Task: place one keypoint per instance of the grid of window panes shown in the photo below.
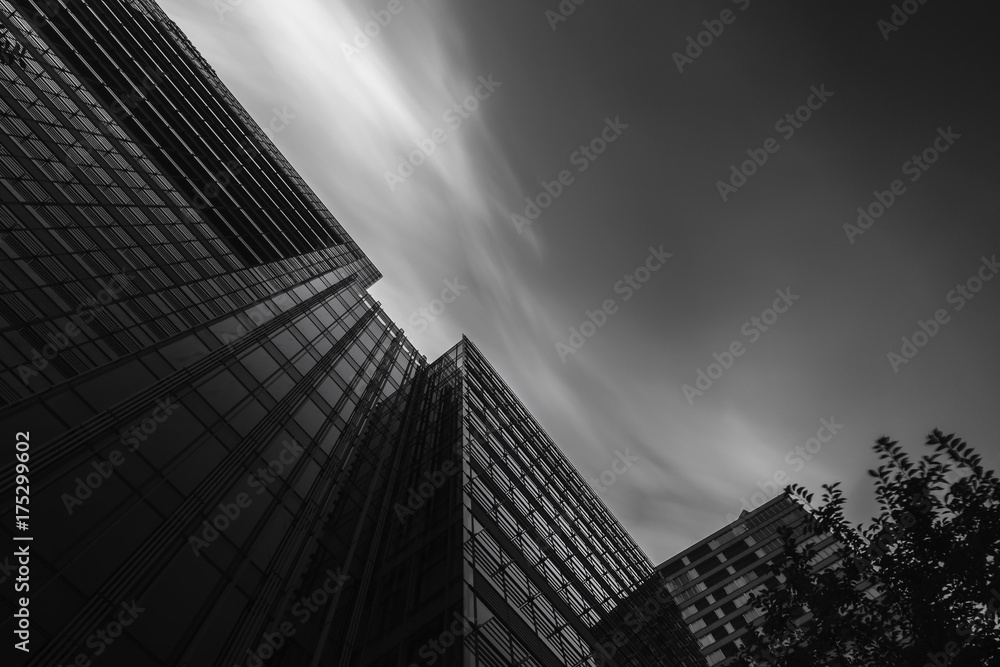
(711, 582)
(101, 254)
(200, 135)
(203, 420)
(540, 539)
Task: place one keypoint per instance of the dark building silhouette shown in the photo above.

········

SET EXERCISE: Update the material above by changing every "photo" to "image" while keeping everything else the same. Leave the pictures out of your version.

EXERCISE OUTPUT:
Task: place one keypoint per instance of the grid of window panes shown in the image below.
(711, 582)
(101, 254)
(200, 135)
(203, 420)
(540, 539)
Task: place one keypoint per instance of the dark building silhouette shown in the image above.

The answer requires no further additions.